__The data__
= Beginning of Section =
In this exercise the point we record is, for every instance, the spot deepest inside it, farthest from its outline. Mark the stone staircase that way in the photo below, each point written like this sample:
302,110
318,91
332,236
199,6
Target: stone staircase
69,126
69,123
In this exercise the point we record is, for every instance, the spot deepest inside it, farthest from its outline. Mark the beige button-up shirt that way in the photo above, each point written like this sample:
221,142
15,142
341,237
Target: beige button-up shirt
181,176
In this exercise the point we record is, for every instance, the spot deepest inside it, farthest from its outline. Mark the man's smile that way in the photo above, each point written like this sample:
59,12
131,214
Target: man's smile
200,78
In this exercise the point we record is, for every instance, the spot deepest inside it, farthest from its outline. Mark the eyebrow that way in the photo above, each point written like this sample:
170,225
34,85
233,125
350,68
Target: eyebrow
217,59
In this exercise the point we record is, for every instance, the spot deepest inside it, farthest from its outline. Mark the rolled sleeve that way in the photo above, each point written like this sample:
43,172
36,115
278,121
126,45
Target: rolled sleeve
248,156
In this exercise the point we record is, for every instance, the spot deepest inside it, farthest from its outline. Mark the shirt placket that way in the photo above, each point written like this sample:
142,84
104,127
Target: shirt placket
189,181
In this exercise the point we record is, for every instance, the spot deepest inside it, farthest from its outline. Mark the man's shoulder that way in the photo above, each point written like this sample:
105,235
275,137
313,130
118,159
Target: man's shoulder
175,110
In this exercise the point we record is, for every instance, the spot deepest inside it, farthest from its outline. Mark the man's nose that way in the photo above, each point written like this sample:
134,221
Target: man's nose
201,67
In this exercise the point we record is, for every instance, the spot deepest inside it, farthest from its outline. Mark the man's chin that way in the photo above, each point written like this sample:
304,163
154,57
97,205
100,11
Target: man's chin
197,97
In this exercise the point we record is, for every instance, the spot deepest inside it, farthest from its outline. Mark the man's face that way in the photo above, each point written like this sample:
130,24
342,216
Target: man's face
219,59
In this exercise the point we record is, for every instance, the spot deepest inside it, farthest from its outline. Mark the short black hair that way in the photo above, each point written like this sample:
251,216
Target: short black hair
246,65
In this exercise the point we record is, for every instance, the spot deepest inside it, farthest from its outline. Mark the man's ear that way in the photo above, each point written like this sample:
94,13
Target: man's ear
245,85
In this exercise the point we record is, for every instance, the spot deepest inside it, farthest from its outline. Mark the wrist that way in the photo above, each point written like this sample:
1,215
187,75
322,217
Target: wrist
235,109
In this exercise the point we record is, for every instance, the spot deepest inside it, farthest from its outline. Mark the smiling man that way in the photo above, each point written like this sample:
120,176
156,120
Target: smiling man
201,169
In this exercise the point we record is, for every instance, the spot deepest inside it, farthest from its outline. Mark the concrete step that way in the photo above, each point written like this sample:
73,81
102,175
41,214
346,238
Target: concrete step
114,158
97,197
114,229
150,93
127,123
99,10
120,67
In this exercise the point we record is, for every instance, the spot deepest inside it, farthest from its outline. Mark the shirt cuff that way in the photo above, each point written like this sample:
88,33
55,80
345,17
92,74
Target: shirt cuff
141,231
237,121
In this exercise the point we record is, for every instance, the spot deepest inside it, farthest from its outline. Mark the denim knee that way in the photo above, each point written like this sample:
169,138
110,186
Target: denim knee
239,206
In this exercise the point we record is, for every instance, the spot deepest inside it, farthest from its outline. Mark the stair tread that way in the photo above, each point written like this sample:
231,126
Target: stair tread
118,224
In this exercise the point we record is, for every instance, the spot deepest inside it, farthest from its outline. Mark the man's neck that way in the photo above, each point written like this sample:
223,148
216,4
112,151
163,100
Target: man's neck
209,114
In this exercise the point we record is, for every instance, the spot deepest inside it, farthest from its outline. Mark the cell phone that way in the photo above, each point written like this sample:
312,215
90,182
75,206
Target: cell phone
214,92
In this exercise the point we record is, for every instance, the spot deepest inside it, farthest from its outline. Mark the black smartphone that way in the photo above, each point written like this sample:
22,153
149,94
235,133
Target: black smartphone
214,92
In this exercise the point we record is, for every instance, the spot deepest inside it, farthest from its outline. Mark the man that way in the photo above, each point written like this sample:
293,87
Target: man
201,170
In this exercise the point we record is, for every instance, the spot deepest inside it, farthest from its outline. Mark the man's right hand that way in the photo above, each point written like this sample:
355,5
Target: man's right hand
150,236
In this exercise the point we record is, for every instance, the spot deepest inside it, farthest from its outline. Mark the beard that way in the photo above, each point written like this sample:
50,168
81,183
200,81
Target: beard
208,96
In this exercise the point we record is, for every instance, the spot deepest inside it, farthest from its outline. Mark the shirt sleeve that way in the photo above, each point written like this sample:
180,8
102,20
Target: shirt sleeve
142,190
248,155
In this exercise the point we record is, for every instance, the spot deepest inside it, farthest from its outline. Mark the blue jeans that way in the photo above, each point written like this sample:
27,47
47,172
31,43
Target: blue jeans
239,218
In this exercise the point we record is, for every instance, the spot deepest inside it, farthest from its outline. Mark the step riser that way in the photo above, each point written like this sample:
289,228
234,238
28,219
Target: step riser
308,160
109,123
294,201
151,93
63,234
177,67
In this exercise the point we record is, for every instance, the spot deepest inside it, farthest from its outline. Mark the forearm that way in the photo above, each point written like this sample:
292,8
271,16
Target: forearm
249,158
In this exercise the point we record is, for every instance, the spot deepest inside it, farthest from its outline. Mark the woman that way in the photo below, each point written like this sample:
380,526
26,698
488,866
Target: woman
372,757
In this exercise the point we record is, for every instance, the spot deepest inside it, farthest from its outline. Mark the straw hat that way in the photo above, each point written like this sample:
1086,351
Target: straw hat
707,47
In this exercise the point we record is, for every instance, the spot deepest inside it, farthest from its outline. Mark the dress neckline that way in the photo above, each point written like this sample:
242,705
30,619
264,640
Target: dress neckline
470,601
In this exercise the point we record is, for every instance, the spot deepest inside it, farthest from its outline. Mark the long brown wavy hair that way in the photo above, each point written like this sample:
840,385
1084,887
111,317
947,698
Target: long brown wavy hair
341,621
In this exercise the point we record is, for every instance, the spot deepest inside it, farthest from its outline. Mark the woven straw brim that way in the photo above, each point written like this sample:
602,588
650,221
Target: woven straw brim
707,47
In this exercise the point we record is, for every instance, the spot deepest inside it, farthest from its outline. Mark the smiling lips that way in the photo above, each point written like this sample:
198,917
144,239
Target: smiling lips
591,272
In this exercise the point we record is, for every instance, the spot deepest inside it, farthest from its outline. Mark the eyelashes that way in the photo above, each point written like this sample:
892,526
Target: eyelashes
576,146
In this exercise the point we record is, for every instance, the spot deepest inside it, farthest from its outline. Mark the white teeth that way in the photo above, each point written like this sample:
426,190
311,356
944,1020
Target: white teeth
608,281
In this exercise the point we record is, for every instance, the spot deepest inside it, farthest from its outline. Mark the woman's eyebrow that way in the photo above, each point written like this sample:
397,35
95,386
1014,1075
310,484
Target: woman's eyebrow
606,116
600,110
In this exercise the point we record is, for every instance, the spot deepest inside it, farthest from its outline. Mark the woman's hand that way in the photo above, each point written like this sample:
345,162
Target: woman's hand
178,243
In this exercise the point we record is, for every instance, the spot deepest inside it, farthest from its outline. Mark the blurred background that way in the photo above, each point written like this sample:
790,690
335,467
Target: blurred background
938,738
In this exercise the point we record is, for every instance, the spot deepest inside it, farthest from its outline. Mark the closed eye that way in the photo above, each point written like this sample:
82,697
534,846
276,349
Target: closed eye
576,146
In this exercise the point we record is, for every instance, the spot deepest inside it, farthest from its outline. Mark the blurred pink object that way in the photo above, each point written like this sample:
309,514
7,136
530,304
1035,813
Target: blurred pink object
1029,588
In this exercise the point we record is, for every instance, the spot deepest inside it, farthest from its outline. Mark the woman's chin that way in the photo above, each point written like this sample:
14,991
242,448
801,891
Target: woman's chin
= End of Section =
__Task instructions__
Some lines in the data above may hold the word "below". Say how many, with no other words.

__Solved problem__
2